What you will do: Output the lines of the items below as a JSON list of strings, one string per line, starting at the line that contains "of the lofted" and continuing through the end of the items. Omit blank lines and leave the pictures out.

Exercise data:
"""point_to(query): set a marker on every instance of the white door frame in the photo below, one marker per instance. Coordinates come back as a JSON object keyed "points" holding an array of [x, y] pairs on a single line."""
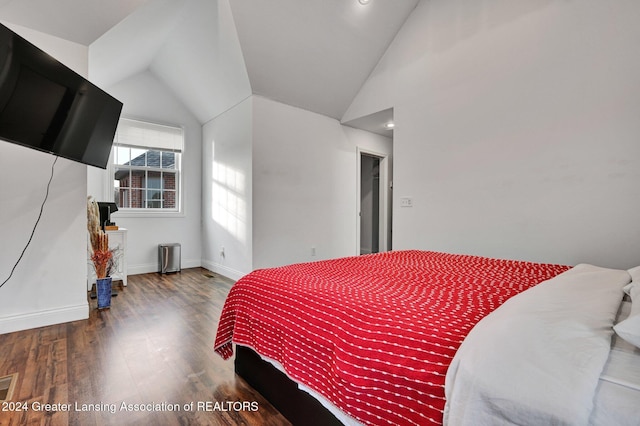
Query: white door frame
{"points": [[385, 198]]}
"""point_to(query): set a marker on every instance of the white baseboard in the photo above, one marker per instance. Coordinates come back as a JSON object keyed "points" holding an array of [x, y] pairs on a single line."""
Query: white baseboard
{"points": [[9, 324], [223, 270], [146, 268]]}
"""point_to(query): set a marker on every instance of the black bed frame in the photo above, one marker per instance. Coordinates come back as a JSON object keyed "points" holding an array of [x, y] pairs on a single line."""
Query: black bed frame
{"points": [[296, 405]]}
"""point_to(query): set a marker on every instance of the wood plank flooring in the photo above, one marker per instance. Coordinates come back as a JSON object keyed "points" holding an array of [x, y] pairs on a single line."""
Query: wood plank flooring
{"points": [[153, 346]]}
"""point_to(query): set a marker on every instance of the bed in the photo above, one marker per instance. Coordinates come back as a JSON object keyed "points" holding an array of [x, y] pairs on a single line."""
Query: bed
{"points": [[370, 337]]}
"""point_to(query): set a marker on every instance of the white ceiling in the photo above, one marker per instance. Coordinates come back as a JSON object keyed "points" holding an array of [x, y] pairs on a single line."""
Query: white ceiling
{"points": [[313, 54]]}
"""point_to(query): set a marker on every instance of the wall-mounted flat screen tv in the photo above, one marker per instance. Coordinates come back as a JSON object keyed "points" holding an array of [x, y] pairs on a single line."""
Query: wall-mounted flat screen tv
{"points": [[47, 106]]}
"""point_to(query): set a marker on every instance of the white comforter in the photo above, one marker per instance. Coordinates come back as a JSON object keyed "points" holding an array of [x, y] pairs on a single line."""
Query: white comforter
{"points": [[537, 359]]}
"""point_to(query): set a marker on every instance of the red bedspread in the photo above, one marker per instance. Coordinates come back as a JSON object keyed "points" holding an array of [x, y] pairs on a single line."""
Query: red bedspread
{"points": [[373, 334]]}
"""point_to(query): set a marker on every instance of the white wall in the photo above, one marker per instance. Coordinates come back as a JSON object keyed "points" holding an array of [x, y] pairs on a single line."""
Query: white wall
{"points": [[516, 129], [304, 184], [49, 284], [227, 192], [146, 98]]}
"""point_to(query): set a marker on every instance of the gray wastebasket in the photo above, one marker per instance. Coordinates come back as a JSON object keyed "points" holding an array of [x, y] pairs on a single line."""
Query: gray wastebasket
{"points": [[169, 257]]}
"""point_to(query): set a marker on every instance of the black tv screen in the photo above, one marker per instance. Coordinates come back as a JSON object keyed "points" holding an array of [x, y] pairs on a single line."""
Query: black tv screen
{"points": [[47, 106]]}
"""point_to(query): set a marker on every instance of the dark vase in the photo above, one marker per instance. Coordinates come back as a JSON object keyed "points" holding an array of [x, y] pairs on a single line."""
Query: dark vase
{"points": [[103, 292]]}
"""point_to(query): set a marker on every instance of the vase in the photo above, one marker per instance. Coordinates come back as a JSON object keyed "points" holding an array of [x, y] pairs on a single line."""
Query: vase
{"points": [[103, 292]]}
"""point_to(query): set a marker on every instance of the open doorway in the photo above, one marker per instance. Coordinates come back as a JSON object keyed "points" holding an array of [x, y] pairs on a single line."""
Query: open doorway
{"points": [[374, 209]]}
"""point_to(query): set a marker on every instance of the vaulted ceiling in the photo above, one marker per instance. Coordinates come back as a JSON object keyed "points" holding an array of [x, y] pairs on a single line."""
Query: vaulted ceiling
{"points": [[312, 54]]}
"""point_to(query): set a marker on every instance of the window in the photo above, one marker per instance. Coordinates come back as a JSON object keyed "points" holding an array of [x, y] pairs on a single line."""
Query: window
{"points": [[146, 166]]}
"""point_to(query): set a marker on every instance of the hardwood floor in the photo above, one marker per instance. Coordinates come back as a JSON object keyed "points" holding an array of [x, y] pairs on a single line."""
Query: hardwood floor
{"points": [[153, 346]]}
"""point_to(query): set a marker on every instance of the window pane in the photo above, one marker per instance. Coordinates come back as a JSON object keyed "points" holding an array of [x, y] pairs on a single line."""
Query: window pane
{"points": [[153, 159], [168, 160], [145, 176], [154, 199], [138, 157], [122, 198], [154, 180], [169, 180], [169, 199]]}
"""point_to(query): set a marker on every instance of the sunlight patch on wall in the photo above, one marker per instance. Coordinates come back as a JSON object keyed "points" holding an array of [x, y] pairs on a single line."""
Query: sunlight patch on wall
{"points": [[228, 196]]}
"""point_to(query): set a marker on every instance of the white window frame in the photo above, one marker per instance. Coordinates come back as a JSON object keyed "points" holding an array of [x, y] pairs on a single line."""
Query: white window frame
{"points": [[178, 149]]}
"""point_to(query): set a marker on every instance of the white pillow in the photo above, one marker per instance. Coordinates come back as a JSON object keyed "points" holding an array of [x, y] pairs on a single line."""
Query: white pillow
{"points": [[629, 329], [635, 273]]}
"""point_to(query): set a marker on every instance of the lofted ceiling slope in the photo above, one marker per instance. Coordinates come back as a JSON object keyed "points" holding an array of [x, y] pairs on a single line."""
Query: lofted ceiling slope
{"points": [[312, 54]]}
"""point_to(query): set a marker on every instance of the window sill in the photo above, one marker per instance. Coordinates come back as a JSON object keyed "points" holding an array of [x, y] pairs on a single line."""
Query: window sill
{"points": [[147, 213]]}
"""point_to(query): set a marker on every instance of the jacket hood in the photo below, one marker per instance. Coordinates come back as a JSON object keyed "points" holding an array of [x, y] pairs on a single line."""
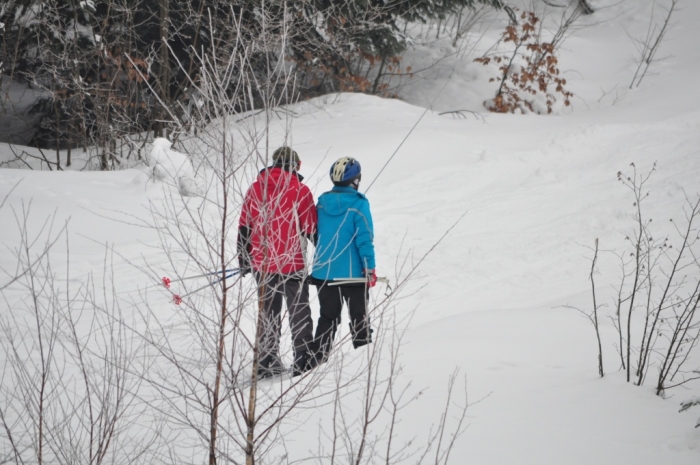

Finished task:
[
  "\"\"\"point_to(query): set a marker on every instance of the lofted ceiling slope in the photo above, one marker per instance. Coordinates come back as a JSON object keyed \"points\" holding an array of [x, y] pairs on a single line.\"\"\"",
  "Query: lofted ceiling slope",
  "{\"points\": [[312, 54]]}",
  "\"\"\"point_to(query): set a marker on every instance of the window sill in the photo above, one marker per instance. Coordinates come back as a JSON object keyed \"points\" holding an array of [x, y] pairs on a single line.\"\"\"",
  "Query: window sill",
  "{\"points\": [[147, 213]]}",
  "\"\"\"point_to(query): set a marker on every instance of the jacket hood in the photo below, one marker per instance. Coordinates come back as a JSON object keyed \"points\" holding an array of [x, y] pairs on a single line.\"\"\""
]